Turnover rates. Health care providers also report high employee turnover rates. The U.S. General Accounting Office (GAO) found a 26.2 percent annual turnover of nurses in a national survey of hospitals in 2000, a 51 percent rate for RNs and LPNs in 13 nursing home chains in 1997, and a 21 percent turnover for RNs in a 2000 national survey of home health agencies (U.S. GAO 2001c). Reported turnover rates among nurse aides are even higher, ranging from 40 to 100 percent in 12 nursing home chains in 1998. Preliminary results from the 2001 AHCA survey indicate that annualized turnover rates for responding nursing facilities were 55.5 percent for RNs, 51.5 percent for LPNs, and 76.1 percent for nurse aides (American Health Care Association 2001). These turnover rates varied markedly by region, and the methods used to calculate rates vary from study to study, but there is little doubt that turnover rates are substantial.

Some nurses are not just changing jobs within nursing, but are leaving the profession entirely. The 2000 National Sample Survey of Registered Nurses reports that, in March 2000, about 18.3 percent of nurses with current licenses (494,797 nurses) were not employed in nursing. Between 1992 and 2000, the number of RNs not employed in nursing increased about 28 percent.

Future Nurse Shortages

Several projections of the future supply of nurses suggest that the nation will be facing shortages over the next several decades. The Bureau of Labor Statistics projects that the supply of nurses will fall short of demand in 2008 and this shortfall will continue to worsen through 2020 (Levine 2001). In that year, demand for nurses is projected to exceed supply by 291,000 or 13 percent.

A model constructed by Buerhaus, Staiger, and Auerbach (2000) projects that the number of full-time RNs per capita will peak in 2007 and then will decline through 2020; the absolute number of nurses will begin declining in 2012. Based on HRSA's projections of need for nurses, the nurse workforce supply will meet requirements until 2010 but will be 20 percent below them by 2020. The aging of the workforce is projected to continue and peak at age 45.4 years in 2010. These projections assume that future cohorts will enter the nursing profession at the same rate as cohorts who were born from 1971–1975.

In California, for example, the current shortage is termed a "public health crisis" owing to a projected shortfall of 25,000 nurses by 2006 (California Strategic Planning Committee for Nursing (CSPCN) 2000).

Addressing the Nursing Shortage

The range of domestic approaches that have been implemented or proposed to address the projected nursing shortage includes both short-term and longer-term initiatives, legislative as well as program development activities, and national as well as regional or local efforts. And, the actors represent a broad range of stakeholders—nursing associations, labor unions, hospital/health industry associations, state government, federal government, higher education, and private foundations.

National Legislative Efforts. Legislative initiatives at the federal level that have been introduced or passed are aimed at easing the nation's nursing shortage by addressing education, staffing, and working conditions for nurses. The Nurse Reinvestment Act was passed in both the U.S. Senate (S. 1864) and in the House of Representatives (H.R. 3487) on December 20, 2001. The Nurse Reinvestment Act, if enacted, would amend the Public Health Service Act to direct the Secretary of Health and Human Services to make grants to support national, state, and local broadcast public service announcements promoting the nursing profession. It expands eligibility for the nursing loan repayment program and authorizes the Secretary to provide nursing scholarships in exchange for nursing services in designated health facilities. It grants preference to applicants with the greatest financial need or willingness to serve in geographic areas with nursing shortages and need. The Act also requires the Secretary to award grants to schools of nursing and/or health care facilities to develop and support outreach programs to encourage entry into the profession; encourage long-term care nursing services for the elderly as a career choice; and demonstrate models and best practices in nursing care, including retention strategies.

—————

*What to do*.
**a)** Copy the passage on the nursing shortage word for word, between "Addressing the Nursing" and "and private foundations.", inclusive.
**b)** According to the passage on the nursing shortage, why is California's current nurse shortage termed a "public health crisis"? Answer in one to three sentences.
**c)** Write the next part of the passage on the nursing shortage, starting after its final sentence.

*Source material*.
—————

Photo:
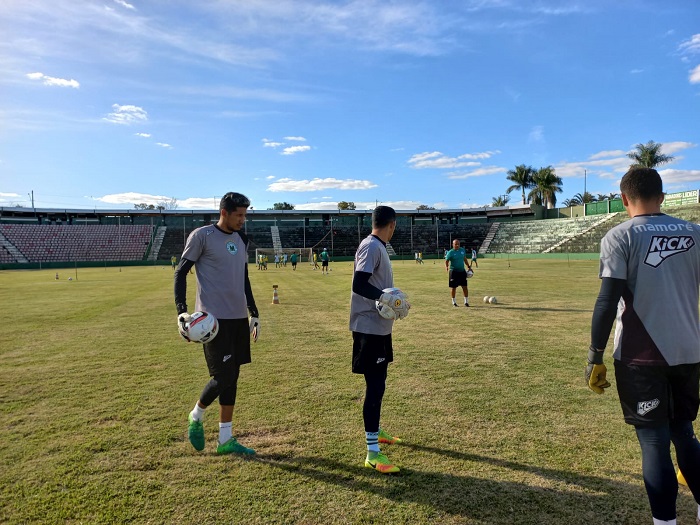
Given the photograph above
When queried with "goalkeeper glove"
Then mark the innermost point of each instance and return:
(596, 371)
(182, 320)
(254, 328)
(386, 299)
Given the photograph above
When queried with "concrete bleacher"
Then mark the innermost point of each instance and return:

—————

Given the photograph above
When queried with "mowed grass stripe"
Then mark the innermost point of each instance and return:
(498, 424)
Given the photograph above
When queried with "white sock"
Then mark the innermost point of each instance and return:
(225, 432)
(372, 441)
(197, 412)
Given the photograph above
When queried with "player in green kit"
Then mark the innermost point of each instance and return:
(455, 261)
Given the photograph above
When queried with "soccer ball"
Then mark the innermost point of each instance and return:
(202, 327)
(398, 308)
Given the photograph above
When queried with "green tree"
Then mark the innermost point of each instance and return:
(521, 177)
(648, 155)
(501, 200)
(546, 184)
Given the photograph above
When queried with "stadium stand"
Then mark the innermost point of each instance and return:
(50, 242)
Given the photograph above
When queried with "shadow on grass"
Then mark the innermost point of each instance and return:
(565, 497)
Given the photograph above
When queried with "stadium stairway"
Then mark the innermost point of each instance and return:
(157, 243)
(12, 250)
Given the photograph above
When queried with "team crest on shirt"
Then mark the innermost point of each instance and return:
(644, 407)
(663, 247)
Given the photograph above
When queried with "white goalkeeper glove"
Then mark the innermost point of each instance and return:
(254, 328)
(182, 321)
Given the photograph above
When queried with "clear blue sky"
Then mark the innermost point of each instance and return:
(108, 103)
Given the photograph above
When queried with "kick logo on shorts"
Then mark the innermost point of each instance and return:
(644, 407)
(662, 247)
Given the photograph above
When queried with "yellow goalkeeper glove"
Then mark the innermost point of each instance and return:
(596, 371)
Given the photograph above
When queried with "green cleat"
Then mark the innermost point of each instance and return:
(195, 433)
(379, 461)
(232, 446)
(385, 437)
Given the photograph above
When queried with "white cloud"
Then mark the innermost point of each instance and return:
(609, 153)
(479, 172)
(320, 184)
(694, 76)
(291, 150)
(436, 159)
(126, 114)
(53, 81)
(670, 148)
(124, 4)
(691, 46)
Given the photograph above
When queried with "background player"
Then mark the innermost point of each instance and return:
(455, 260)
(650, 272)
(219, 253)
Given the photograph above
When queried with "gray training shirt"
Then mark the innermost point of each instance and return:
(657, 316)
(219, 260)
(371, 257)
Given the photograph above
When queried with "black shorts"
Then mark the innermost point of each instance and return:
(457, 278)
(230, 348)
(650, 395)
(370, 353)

—————

*Answers per task*.
**a)**
Addressing the Nursing Shortage

The range of domestic approaches that have been implemented or proposed to address the projected nursing shortage includes both short-term and longer-term initiatives, legislative as well as program development activities, and national as well as regional or local efforts. And, the actors represent a broad range of stakeholders—nursing associations, labor unions, hospital/health industry associations, state government, federal government, higher education, and private foundations.

**b)** California's shortage is called a "public health crisis" because of a projected shortfall of 25,000 nurses by 2006.

**c)**
Many of the other national legislative efforts that were introduced to the 107th Congress aim to amend the Public Health Service Act and focus on improving nurse retention and education. Pending legislation in the Senate and House of Representatives also aims to amend other Acts, in order to address the working conditions of nurses, including prohibiting forced overtime for registered nurses, and limiting the number of mandatory overtime hours a nurse may be required to work.

State Legislative Efforts. State legislative activity has focused on five state legislative priorities identified by the American Nurses Association:

  • No Mandatory Overtime
  • Whistleblower Protection
  • Collection and Reporting of Nursing-sensitive Quality Data
  • Requiring Valid and Reliable Staffing Systems (e.g., better tools to calculate the appropriate level and mix (RN, LPN, unlicensed assistants) of nursing staff required to deliver safe, quality care)
  • Collection of Nursing Supply and Demand Data

State legislation for funding to expand enrollment in nursing schools, loan forgiveness, and grants is pending in California, Illinois, Maine, Minnesota, New Jersey, New York, Pennsylvania, Rhode Island, and Texas.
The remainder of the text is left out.